**Entries outlining labeled areas**
════════════════

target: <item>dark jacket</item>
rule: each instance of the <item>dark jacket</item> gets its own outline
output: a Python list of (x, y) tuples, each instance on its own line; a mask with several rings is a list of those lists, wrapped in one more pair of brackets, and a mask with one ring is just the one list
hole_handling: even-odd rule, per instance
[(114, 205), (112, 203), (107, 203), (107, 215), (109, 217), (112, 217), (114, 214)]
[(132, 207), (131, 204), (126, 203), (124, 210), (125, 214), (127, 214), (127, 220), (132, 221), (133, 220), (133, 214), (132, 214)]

════════════════

**TASK PROMPT**
Return each line of the entries that contains the string "rule".

**COMPLETED TASK**
rule: each instance of the <item>dark jacket</item> gets its own outline
hole_handling: even-odd rule, per instance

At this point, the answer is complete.